▶ **TASK GOAL**
Below is a block of records; repeat each one exactly.

Stored data entries:
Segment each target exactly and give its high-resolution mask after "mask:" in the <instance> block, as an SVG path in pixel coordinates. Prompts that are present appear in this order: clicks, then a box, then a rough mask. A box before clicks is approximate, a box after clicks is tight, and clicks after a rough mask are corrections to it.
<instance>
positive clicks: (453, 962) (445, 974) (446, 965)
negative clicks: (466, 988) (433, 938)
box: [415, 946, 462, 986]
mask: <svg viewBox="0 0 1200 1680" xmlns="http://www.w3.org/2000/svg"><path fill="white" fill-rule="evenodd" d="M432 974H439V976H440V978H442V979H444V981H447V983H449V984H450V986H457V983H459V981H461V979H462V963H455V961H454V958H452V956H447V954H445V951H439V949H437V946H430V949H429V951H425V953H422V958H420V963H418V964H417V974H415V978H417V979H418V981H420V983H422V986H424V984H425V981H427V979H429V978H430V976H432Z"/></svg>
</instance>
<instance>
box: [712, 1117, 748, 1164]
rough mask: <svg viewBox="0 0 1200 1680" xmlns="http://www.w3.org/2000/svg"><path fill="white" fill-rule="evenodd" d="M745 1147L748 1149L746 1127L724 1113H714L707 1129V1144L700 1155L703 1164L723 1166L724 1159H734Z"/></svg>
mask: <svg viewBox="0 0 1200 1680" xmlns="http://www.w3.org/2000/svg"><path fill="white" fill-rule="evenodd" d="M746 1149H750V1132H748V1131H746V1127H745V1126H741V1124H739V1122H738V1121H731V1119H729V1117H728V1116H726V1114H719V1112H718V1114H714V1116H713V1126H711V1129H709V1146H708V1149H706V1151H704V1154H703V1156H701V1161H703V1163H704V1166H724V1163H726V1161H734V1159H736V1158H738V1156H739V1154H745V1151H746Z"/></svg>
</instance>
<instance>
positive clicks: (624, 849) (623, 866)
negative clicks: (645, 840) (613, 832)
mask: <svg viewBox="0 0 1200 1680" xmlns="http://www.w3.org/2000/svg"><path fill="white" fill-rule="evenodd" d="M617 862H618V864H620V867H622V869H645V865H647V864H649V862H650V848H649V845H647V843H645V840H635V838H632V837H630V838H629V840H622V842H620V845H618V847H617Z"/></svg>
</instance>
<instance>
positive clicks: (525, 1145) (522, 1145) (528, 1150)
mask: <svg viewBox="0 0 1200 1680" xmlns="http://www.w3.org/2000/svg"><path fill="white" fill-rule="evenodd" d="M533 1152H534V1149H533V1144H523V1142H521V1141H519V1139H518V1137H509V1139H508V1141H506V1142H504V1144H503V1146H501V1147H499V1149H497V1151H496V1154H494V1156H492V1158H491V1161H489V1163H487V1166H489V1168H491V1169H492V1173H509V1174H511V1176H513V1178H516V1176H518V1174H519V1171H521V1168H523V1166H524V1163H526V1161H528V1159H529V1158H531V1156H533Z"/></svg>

▶ **YOUR RESPONSE**
Segment each target exactly and give its high-resolution mask after "mask:" in the <instance> block, as an SVG path in pixel coordinates. Prompts that are present appear in this order: clicks, then a box, then a rough mask. A box before clicks is approximate, a box after clicks is tight, and clicks after a rough mask are corrections to it.
<instance>
positive clicks: (453, 962) (445, 974) (446, 965)
negative clicks: (466, 988) (433, 938)
box: [415, 946, 462, 986]
mask: <svg viewBox="0 0 1200 1680" xmlns="http://www.w3.org/2000/svg"><path fill="white" fill-rule="evenodd" d="M432 974H439V976H440V978H442V979H444V981H447V983H449V984H450V986H457V983H459V981H461V979H462V963H455V961H454V958H452V956H447V954H445V951H439V949H437V946H430V949H429V951H425V953H422V958H420V963H418V964H417V974H415V978H417V979H418V981H420V983H422V986H424V984H425V981H427V979H429V978H430V976H432Z"/></svg>
</instance>
<instance>
box: [712, 1117, 748, 1164]
rough mask: <svg viewBox="0 0 1200 1680" xmlns="http://www.w3.org/2000/svg"><path fill="white" fill-rule="evenodd" d="M745 1147L748 1149L746 1127L724 1113H714L707 1129V1144L700 1155L703 1164L723 1166L724 1159H734Z"/></svg>
mask: <svg viewBox="0 0 1200 1680" xmlns="http://www.w3.org/2000/svg"><path fill="white" fill-rule="evenodd" d="M746 1149H750V1132H748V1131H746V1127H745V1126H741V1124H739V1122H738V1121H731V1119H729V1117H728V1116H726V1114H719V1112H718V1114H714V1116H713V1126H711V1129H709V1146H708V1149H706V1151H704V1154H703V1156H701V1161H703V1163H704V1166H724V1163H726V1161H734V1159H736V1158H738V1156H739V1154H745V1151H746Z"/></svg>
</instance>
<instance>
positive clicks: (624, 849) (623, 866)
negative clicks: (645, 840) (613, 832)
mask: <svg viewBox="0 0 1200 1680" xmlns="http://www.w3.org/2000/svg"><path fill="white" fill-rule="evenodd" d="M617 862H618V864H620V867H622V869H645V865H647V864H649V862H650V848H649V845H647V843H645V840H635V838H632V837H630V838H629V840H622V842H620V845H618V847H617Z"/></svg>
</instance>
<instance>
positive clicks: (525, 1145) (522, 1145) (528, 1150)
mask: <svg viewBox="0 0 1200 1680" xmlns="http://www.w3.org/2000/svg"><path fill="white" fill-rule="evenodd" d="M533 1152H534V1149H533V1144H523V1142H521V1141H519V1139H518V1137H509V1139H508V1141H506V1142H504V1144H503V1146H501V1147H499V1149H497V1151H496V1154H494V1156H492V1158H491V1161H489V1163H487V1166H489V1168H491V1169H492V1173H509V1174H511V1176H513V1178H516V1176H518V1174H519V1171H521V1168H523V1166H524V1163H526V1161H528V1159H529V1158H531V1156H533Z"/></svg>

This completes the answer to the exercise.